Source passage:

★ ★ ★ ★

In  2004, the SPR decided that the situation of the chair at the University of Utrecht might be improved by transferring it to the University of Humanistics, also in Utrecht. Bierman moved over and stayed there a few years until his retirement, following which the German parapsychologist Stephan Schmidt took over. However, in 2010, the board of the University decided that the chair, being based on experimentation, did not fit within its research program – a resurfacing of the persistent clash, as the tradition of the Humanistic University was qualitative and even militantly anti-quantitative – and withdrew its hospitality.  Currently the Dutch SPR is exploring new options to re-establish the special chair.

Parapsychological Institute

The University continued to accept Tenhaeff’s special professorship in the meantime, but the situation was not ideal, and his lab eventually continued as a private organization, the Parapsychological Institute (Parapsychologisch Instituut) under his successor Henri van Praag. The focus of van Praag’s work was on clinical aspects and exploring how ‘wisdom traditions’ might contribute to our understanding of parapsychological phenomena, and vice versa.

Van Praag taught parapsychology courses at the University of Utrecht, popularizing the field for lay people. He died in 1986 and was succeeded as director by Douwe Bosga. Bosga succeeded in establishing a new legal basis for the Institute, turning it into a non-profit organization equipped with a Ganzfeld-telepathy research lab and offering counseling facilities and basic education. The most important collaborators were Martine Busch (author of a book on psi in children), Rens Wezelman and Hans Gerding. Ganzfeld research was organized in collaboration with the University of Amsterdam; some students of Bierman ran their internships at the Institute participating in Ganzfeld research.

★ ★ ★ ★

Data for analysis:

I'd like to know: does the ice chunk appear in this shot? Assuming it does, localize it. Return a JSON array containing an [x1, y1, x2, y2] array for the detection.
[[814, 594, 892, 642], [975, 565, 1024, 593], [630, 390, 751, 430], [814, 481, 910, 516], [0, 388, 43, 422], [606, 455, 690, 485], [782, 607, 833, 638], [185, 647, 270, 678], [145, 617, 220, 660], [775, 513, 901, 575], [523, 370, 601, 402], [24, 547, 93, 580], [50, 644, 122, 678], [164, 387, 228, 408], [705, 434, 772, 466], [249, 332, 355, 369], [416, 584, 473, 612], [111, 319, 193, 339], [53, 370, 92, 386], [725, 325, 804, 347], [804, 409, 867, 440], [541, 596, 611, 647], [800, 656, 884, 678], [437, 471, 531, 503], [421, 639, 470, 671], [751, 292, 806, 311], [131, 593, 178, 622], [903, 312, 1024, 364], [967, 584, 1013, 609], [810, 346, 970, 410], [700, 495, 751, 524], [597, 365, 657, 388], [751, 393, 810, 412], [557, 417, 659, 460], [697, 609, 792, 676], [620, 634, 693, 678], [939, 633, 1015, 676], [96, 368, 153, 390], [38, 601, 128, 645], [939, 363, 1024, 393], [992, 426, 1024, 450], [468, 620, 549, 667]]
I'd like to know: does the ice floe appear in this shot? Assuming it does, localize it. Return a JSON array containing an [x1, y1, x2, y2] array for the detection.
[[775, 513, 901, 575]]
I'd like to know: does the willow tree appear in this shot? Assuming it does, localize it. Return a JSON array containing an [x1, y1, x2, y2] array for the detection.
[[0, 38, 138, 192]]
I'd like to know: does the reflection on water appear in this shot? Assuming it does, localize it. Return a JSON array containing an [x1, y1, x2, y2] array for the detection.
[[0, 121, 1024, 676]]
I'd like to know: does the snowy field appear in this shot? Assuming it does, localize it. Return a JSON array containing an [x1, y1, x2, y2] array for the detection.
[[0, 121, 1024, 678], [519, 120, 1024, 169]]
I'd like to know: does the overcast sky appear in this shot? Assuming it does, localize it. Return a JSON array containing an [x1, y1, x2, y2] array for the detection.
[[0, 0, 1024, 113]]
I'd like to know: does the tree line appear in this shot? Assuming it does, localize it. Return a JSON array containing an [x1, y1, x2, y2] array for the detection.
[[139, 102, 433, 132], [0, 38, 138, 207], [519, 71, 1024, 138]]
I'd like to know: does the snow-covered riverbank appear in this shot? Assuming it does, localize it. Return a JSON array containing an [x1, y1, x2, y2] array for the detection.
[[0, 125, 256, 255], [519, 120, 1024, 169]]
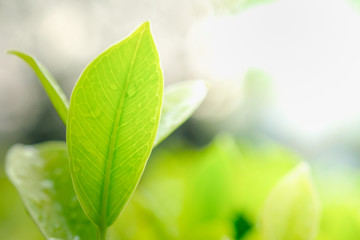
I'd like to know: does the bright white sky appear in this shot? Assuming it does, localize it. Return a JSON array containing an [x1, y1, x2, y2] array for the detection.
[[190, 0, 360, 142]]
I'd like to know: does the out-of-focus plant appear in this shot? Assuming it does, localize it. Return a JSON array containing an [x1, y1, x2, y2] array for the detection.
[[6, 22, 206, 240], [114, 135, 319, 240]]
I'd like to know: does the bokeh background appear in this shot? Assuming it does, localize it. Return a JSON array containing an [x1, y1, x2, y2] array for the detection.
[[0, 0, 360, 240]]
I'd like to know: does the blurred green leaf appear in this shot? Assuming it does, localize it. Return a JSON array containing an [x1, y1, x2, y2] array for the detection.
[[154, 80, 207, 147], [260, 163, 320, 240], [67, 22, 163, 230], [8, 50, 69, 125], [6, 142, 96, 240]]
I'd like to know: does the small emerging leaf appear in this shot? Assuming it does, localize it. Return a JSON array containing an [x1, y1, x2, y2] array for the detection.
[[66, 22, 163, 229], [154, 80, 207, 147], [6, 142, 96, 240], [8, 50, 69, 125], [261, 163, 320, 240]]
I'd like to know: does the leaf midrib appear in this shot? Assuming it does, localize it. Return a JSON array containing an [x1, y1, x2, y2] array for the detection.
[[99, 29, 144, 229]]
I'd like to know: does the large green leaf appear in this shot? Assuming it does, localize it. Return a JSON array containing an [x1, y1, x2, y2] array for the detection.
[[6, 142, 96, 240], [8, 50, 69, 124], [154, 80, 207, 147], [261, 163, 320, 240], [67, 22, 163, 230]]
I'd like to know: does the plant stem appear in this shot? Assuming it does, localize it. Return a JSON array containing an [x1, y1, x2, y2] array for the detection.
[[97, 226, 107, 240]]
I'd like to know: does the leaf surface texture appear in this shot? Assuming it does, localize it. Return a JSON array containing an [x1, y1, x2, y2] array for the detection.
[[67, 22, 163, 228], [6, 142, 96, 240]]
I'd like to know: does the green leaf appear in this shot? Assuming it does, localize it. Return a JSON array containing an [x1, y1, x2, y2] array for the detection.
[[154, 80, 207, 147], [7, 50, 69, 125], [6, 142, 96, 240], [260, 163, 320, 240], [67, 22, 163, 230]]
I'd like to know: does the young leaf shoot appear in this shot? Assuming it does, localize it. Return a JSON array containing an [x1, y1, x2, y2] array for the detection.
[[8, 50, 69, 125]]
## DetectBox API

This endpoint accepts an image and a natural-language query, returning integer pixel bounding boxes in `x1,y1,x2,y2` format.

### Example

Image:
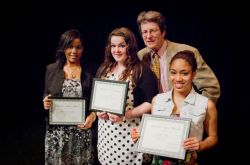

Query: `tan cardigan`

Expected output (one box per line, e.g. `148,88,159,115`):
138,40,220,103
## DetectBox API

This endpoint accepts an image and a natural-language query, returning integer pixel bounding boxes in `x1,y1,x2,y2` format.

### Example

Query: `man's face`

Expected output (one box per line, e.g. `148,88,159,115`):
140,21,165,51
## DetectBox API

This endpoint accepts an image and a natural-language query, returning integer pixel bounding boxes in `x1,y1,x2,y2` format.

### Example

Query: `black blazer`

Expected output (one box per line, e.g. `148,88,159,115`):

★ ★ ★ ★

Please answer these questions using the passage on Dutch parapsychology:
1. In what year did the board of the University of Humanistics decide that the chair did not fit within its research program?
2. Who succeeded Henri van Praag as director of the Parapsychological Institute?
3. With which university was the Institute's Ganzfeld research organized in collaboration?

Task answer:
1. 2010
2. Douwe Bosga
3. The University of Amsterdam